- **DOCUMENT SECTION**
-------

Deuce recorded an album's worth of songs but their only official release was a 1981 independent single, that is until R.P.M. Records released a ten song CD compilation of early Deuce recordings in 1997.  Good luck finding a copy of that.  Here's an example of what Deuce sounded like with Friedman:

Deuce-Death Sentence

Like Marty said, he moved to Hawaii in 1983 or so and Deuce continued on without him, eventually changing their name to Tension and releasing the album Breaking Point in 1986. Meanwhile in Hawaii Friedman formed a band called Vixen. This was years before the "Edge of a Broken Heart" band, but Marty's Vixen also had a female vocalist.  Vixen recorded a series of demos and released a five song EP in 1983.  

In 2004 the Pyram-Axis label released a 13 song compilation of early Vixen recordings called The Works.  Here is an example of what Vixen sounded like:

Vixen-Living In Sin

Vixen eventually morphed into Aloha when singer Kim La Chance was replaced by Lisa Ruiz. Aloha recorded a four song demo and scored a coveted spot on Metal Blade's 1982 compilation Metal Massacre II, which, between you and me, is the best of the Metal Massacres.  Check it out:

Aloha-Heavy Metal Virgin

The band changed names and vocalists again, this time opting for a male singer named Gary St. Pierre.  Now called Hawaii, they signed to Mike Varney's legendary Shrapnel label and released an album called One Nation Underground in 1983. The record suffered from poor production and less than stellar vocals in my opinion but it is revered in metal circles as an early example of thrash.  Here's my favorite track:

Hawaii-Nitro Power

After One Nation Underground St. Pierre was out. He would resurface in finer form as the vocalist on Vicious Rumors' excellent 1985 Shrapnel debut Soldiers of the Night.

-------

- **THE DATA**
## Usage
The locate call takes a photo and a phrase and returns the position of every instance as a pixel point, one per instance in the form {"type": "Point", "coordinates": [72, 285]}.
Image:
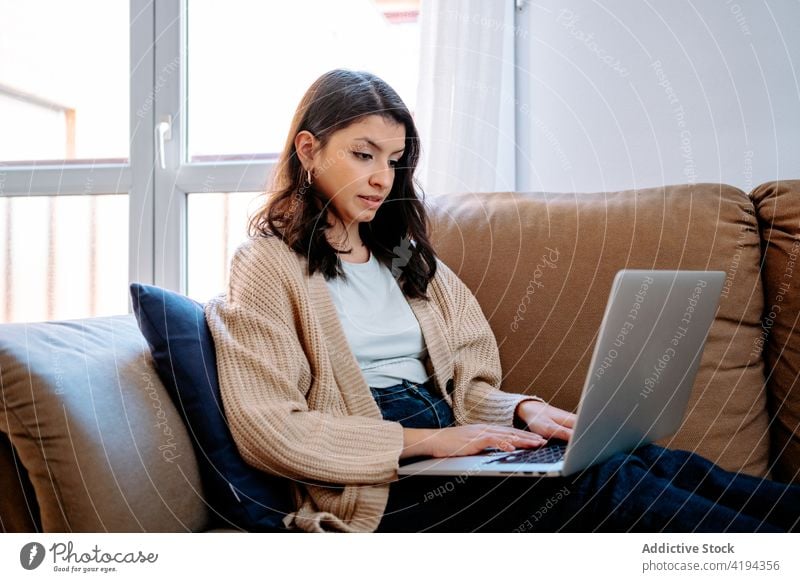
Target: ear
{"type": "Point", "coordinates": [304, 144]}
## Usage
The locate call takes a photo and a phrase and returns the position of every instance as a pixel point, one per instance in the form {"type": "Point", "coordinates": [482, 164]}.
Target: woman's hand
{"type": "Point", "coordinates": [546, 420]}
{"type": "Point", "coordinates": [470, 439]}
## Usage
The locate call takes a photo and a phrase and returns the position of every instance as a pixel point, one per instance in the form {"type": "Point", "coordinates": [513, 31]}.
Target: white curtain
{"type": "Point", "coordinates": [465, 105]}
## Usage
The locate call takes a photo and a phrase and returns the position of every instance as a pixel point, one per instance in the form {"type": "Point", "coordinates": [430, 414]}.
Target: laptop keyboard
{"type": "Point", "coordinates": [552, 453]}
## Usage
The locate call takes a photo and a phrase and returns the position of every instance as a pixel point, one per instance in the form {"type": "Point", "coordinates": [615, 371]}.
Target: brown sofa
{"type": "Point", "coordinates": [89, 440]}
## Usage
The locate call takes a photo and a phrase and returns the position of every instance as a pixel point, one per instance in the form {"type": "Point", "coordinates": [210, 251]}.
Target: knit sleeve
{"type": "Point", "coordinates": [477, 373]}
{"type": "Point", "coordinates": [264, 375]}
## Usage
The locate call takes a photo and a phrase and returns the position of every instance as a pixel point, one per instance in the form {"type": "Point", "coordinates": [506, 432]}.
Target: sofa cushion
{"type": "Point", "coordinates": [19, 511]}
{"type": "Point", "coordinates": [238, 494]}
{"type": "Point", "coordinates": [103, 446]}
{"type": "Point", "coordinates": [541, 266]}
{"type": "Point", "coordinates": [778, 211]}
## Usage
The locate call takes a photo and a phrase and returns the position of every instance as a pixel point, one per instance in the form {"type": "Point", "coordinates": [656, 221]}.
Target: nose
{"type": "Point", "coordinates": [382, 179]}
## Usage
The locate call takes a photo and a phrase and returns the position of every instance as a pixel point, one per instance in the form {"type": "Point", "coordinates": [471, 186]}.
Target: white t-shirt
{"type": "Point", "coordinates": [382, 330]}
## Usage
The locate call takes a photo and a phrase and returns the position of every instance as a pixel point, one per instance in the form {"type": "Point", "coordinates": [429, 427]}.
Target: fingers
{"type": "Point", "coordinates": [509, 439]}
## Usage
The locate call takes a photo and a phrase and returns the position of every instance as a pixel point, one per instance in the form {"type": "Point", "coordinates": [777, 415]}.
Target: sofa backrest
{"type": "Point", "coordinates": [103, 445]}
{"type": "Point", "coordinates": [541, 266]}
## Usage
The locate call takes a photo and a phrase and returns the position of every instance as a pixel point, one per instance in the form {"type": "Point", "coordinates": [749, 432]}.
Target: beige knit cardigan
{"type": "Point", "coordinates": [296, 401]}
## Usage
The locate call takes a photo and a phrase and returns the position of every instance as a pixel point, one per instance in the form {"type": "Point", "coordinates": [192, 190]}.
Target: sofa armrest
{"type": "Point", "coordinates": [102, 444]}
{"type": "Point", "coordinates": [777, 205]}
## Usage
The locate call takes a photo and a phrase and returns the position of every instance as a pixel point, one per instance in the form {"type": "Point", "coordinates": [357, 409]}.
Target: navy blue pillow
{"type": "Point", "coordinates": [238, 494]}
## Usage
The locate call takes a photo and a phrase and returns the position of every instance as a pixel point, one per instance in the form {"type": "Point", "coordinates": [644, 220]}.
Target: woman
{"type": "Point", "coordinates": [344, 346]}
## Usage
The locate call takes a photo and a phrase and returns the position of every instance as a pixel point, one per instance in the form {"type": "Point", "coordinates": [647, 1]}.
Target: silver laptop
{"type": "Point", "coordinates": [639, 381]}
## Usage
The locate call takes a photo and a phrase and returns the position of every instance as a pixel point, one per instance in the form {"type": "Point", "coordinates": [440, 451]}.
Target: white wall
{"type": "Point", "coordinates": [622, 94]}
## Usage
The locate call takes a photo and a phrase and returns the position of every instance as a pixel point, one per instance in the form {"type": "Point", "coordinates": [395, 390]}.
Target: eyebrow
{"type": "Point", "coordinates": [376, 146]}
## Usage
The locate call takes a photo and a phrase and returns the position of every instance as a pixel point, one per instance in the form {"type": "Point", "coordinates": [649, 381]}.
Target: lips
{"type": "Point", "coordinates": [371, 202]}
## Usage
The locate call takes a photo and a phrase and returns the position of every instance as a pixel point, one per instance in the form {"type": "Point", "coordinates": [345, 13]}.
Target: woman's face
{"type": "Point", "coordinates": [355, 170]}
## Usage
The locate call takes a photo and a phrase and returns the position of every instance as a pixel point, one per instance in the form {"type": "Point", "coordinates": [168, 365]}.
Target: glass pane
{"type": "Point", "coordinates": [64, 80]}
{"type": "Point", "coordinates": [250, 63]}
{"type": "Point", "coordinates": [217, 224]}
{"type": "Point", "coordinates": [63, 257]}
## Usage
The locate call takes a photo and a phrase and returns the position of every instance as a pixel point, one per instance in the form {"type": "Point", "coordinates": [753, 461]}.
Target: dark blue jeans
{"type": "Point", "coordinates": [414, 405]}
{"type": "Point", "coordinates": [650, 489]}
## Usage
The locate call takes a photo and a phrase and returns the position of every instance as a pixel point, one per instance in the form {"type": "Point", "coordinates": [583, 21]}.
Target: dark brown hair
{"type": "Point", "coordinates": [297, 213]}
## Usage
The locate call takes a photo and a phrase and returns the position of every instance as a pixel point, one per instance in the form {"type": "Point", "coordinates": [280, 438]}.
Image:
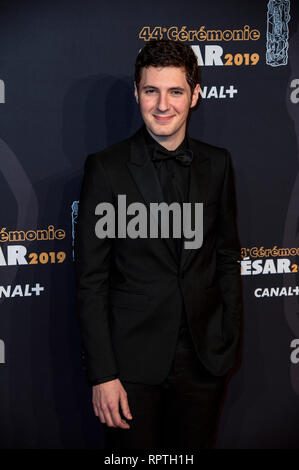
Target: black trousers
{"type": "Point", "coordinates": [180, 413]}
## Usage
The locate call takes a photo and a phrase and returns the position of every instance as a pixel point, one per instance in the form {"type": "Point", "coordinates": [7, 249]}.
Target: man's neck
{"type": "Point", "coordinates": [169, 142]}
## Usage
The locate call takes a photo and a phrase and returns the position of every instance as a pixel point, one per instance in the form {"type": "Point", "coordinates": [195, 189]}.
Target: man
{"type": "Point", "coordinates": [160, 322]}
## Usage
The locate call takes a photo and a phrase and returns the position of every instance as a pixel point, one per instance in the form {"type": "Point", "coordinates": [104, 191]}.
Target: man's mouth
{"type": "Point", "coordinates": [162, 118]}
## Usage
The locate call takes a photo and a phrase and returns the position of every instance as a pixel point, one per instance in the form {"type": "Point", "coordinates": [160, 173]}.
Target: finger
{"type": "Point", "coordinates": [107, 417]}
{"type": "Point", "coordinates": [125, 406]}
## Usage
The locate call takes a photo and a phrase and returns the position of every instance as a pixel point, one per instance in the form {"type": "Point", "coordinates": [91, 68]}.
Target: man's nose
{"type": "Point", "coordinates": [163, 104]}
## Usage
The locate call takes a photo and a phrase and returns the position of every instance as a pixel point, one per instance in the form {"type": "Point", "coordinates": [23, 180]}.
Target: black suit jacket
{"type": "Point", "coordinates": [131, 291]}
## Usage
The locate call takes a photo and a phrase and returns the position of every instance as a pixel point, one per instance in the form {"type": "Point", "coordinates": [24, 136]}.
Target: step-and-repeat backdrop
{"type": "Point", "coordinates": [66, 90]}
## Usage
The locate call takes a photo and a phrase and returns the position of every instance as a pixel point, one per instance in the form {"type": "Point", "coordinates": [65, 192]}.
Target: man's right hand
{"type": "Point", "coordinates": [106, 398]}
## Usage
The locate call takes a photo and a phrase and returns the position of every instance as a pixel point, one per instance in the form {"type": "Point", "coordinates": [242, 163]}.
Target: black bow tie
{"type": "Point", "coordinates": [184, 157]}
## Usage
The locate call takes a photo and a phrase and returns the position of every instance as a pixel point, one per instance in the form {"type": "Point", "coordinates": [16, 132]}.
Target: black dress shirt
{"type": "Point", "coordinates": [174, 180]}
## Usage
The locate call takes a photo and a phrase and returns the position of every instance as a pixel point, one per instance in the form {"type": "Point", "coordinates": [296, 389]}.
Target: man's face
{"type": "Point", "coordinates": [165, 99]}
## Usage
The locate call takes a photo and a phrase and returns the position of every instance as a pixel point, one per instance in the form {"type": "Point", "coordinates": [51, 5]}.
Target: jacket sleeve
{"type": "Point", "coordinates": [229, 255]}
{"type": "Point", "coordinates": [92, 268]}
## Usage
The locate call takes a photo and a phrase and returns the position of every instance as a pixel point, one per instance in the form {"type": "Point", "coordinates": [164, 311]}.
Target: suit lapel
{"type": "Point", "coordinates": [198, 190]}
{"type": "Point", "coordinates": [144, 174]}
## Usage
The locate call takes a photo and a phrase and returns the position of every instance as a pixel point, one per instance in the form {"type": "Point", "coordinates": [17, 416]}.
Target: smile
{"type": "Point", "coordinates": [162, 118]}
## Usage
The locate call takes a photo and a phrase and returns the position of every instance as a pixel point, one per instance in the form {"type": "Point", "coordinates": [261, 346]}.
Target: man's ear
{"type": "Point", "coordinates": [195, 96]}
{"type": "Point", "coordinates": [136, 93]}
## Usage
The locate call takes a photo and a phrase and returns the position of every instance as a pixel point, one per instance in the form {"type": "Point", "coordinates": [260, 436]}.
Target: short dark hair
{"type": "Point", "coordinates": [168, 53]}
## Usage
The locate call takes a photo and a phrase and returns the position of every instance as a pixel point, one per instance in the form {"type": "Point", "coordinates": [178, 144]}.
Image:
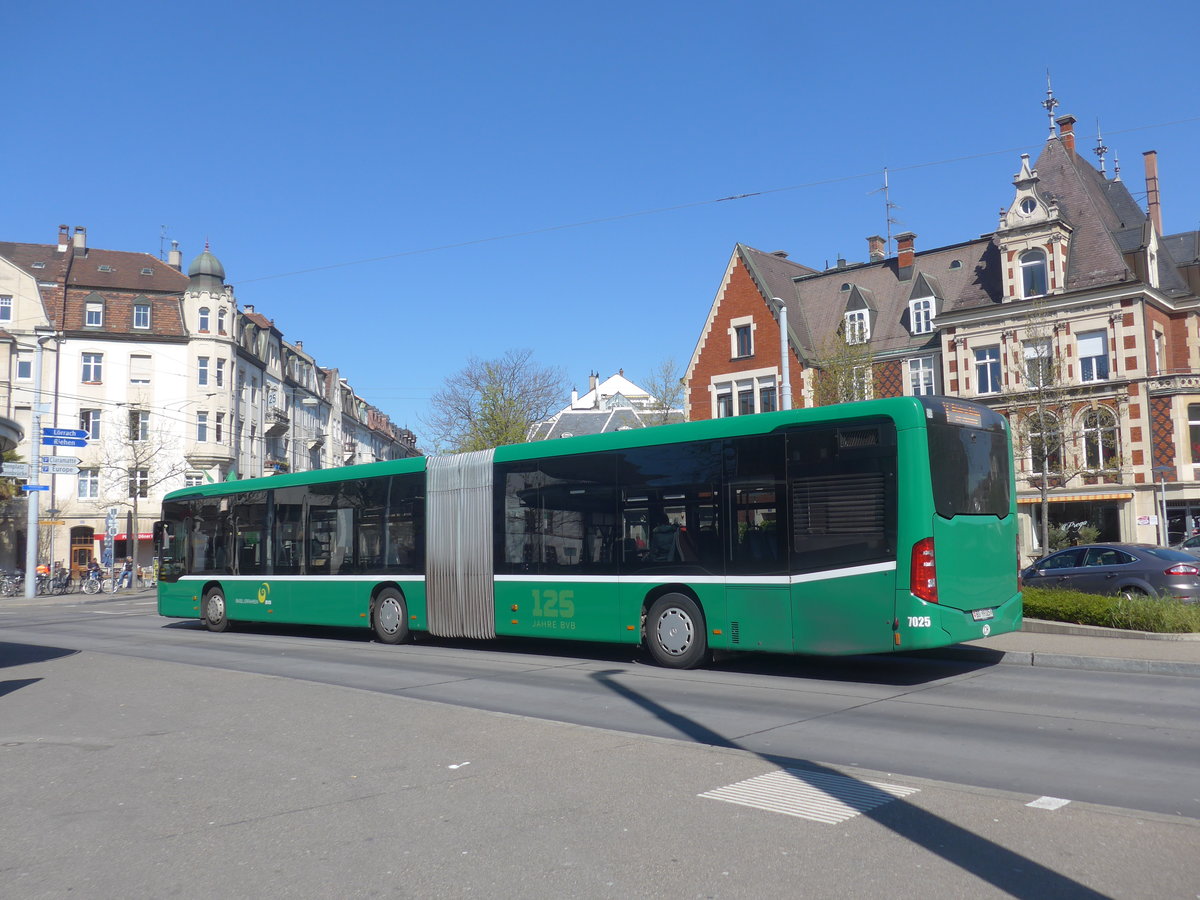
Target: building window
{"type": "Point", "coordinates": [139, 483]}
{"type": "Point", "coordinates": [1093, 357]}
{"type": "Point", "coordinates": [921, 316]}
{"type": "Point", "coordinates": [1033, 273]}
{"type": "Point", "coordinates": [862, 383]}
{"type": "Point", "coordinates": [89, 421]}
{"type": "Point", "coordinates": [88, 484]}
{"type": "Point", "coordinates": [988, 370]}
{"type": "Point", "coordinates": [745, 400]}
{"type": "Point", "coordinates": [1101, 441]}
{"type": "Point", "coordinates": [725, 405]}
{"type": "Point", "coordinates": [1039, 363]}
{"type": "Point", "coordinates": [1044, 442]}
{"type": "Point", "coordinates": [921, 376]}
{"type": "Point", "coordinates": [1194, 438]}
{"type": "Point", "coordinates": [139, 425]}
{"type": "Point", "coordinates": [742, 340]}
{"type": "Point", "coordinates": [139, 370]}
{"type": "Point", "coordinates": [93, 367]}
{"type": "Point", "coordinates": [858, 327]}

-------

- **QUESTIONS TO ANSWER**
• A. In the band history, which label released Hawaii's album One Nation Underground?
• B. Proceed with the band history, picking up after its final sentence.
The data has nothing to do with the band history.

- **RESULTS BY TASK**
• A. Mike Varney's Shrapnel label released it.

• B.
Vicious Rumors-Medusa

Enter Eddie Day, who had worked with Friedman previously in Deuce.  This is when the pieces fell into place for Friedman.  I love Eddie Day's voice and with Day at the helm Hawaii released a four song masterpiece of an EP called Loud Wild and Heavy in 1984.  In my opinion this is as good as mid-eighties heavy metal got, and that's saying a lot.  Give it a listen:

Hawaii-Bad Boys of Metal

Hawaii-Loud, Wild and Heavy

My favorite song on Loud Wild and Heavy, in fact my favorite song of any Friendman has contributed to, including the whole of Rust in Peace, is the third song, "Escape the Night." As far as I am concerned eighties metal did not get better than this song, and it also serves as an excellent example of what a difference production and vocals can make. Friedman had recorded the song with Vixen and it also appeared on the One Nation Underground album but neither early version can compare to the perfection of the song as it appears on the Loud Wild and Heavy EP with Eddie Day's awesome vocals. Hear for yourself:

Vixen-Escape the Night

One Nation Underground version
Eddie Day version

Like I said before, what a difference production and vocals can make!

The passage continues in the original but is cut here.